* _Prompt_: This exercise asks for the records to be retyped exactly as they read.

Stored data entries:
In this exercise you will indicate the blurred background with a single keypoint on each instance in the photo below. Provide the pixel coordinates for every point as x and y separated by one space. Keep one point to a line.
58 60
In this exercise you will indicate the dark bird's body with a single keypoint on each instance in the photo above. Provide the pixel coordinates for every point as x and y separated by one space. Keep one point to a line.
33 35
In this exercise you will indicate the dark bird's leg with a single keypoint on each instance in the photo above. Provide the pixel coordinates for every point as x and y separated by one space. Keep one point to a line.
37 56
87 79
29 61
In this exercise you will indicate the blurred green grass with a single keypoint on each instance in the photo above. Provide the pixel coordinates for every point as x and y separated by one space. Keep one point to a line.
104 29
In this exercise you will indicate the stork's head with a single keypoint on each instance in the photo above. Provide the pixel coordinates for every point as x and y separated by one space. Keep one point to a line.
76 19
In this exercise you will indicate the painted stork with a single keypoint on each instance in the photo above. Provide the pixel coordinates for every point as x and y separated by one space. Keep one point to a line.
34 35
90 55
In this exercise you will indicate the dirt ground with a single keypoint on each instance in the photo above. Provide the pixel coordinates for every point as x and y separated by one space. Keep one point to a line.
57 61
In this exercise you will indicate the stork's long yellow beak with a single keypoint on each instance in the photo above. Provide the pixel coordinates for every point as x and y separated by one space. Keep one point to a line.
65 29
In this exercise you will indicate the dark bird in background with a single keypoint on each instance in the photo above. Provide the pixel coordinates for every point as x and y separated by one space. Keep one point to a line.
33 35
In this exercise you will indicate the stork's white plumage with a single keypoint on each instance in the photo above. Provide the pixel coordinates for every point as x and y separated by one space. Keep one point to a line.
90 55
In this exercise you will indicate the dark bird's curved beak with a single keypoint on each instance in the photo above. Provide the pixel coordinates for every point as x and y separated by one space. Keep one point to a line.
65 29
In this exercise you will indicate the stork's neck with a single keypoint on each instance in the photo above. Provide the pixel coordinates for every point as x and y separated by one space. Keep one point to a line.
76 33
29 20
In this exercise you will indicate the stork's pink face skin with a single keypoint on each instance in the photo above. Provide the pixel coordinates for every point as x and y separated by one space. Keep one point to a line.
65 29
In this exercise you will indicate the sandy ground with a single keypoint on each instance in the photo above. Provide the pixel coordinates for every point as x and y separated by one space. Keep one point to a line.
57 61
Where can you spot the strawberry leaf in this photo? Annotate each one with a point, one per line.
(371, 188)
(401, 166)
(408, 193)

* _Response area_:
In this exercise you will indicate the blurred background with a single keypoint on each instance in the photo below. Provide the pixel coordinates for every point as x and y separated by one space. Keep one point to a line.
58 60
In this exercise you will indicate the dark bird's body with a single keypoint on each instance in the photo above. Provide the pixel coordinates for every point as x and y separated by one space. Keep one point to a line.
33 35
In this exercise you will indicate the dark bird's leg with a single keypoint on each instance in the photo above. Provide the pixel coordinates for every point as x and y separated by one space. Keep one point to a line.
37 56
87 79
29 61
In this exercise you will indicate the blurred green grass with a single keypoint on each instance in the photo above. Provide the pixel coordinates for every point as x and y separated by one space. Keep one point to a line.
104 29
In this exercise you will indicate the stork's head with a single keypoint on each instance in the photo above. Provide the pixel coordinates for every point as x and y separated by one space. Keep one point to a line.
76 19
In this exercise you will indicate the painted stork with a single keypoint on each instance in the photo above. Provide the pixel coordinates for every point as x and y separated by one space. Keep one point to a line.
34 35
90 55
In this exercise you will indicate the dirt ground with a single keypoint on each instance in the photo above. Provide the pixel coordinates for every point as x and y separated by one space. Keep one point to a line.
57 61
In this exercise you will indicate the stork's long yellow beak with a single keypoint on each instance in the photo above. Provide the pixel coordinates for every point as x and y separated by one space. Keep one point to a line.
65 29
In this exercise you will indicate the dark bird in background with a single keypoint on each instance in the photo above. Provide the pixel coordinates for every point as x and y separated by one space. Keep one point to a line.
33 35
In this exercise you will indicate the stork's white plumage with a single keypoint on each instance in the photo above. Provide the pixel coordinates for every point as x and y separated by one space. Keep one point to a line.
90 55
In this exercise you will indicate the dark bird's curved beak with a single keypoint on each instance in the photo above. Provide the pixel coordinates for every point as x and y separated by one space. Keep one point to a line.
65 29
In this exercise you will indicate the stork's neck with a single keypoint on each instance in the photo above. Provide the pixel coordinates for every point as x and y separated by one space. Keep one point to a line.
76 33
29 20
In this exercise you will indicate the stork's pink face skin with a single keypoint on each instance in the photo above. Provide the pixel coordinates for every point as x and y separated by one space. Keep one point to a line.
65 29
In this exercise you will indicate the sandy ground with a single keypoint on each instance in the photo above. Provide the pixel coordinates for every point as x and y separated by one space. Keep one point to a line.
57 61
Where can you spot the strawberry leaf in this photo? Annotate each one with a point, one per line.
(371, 188)
(401, 166)
(408, 193)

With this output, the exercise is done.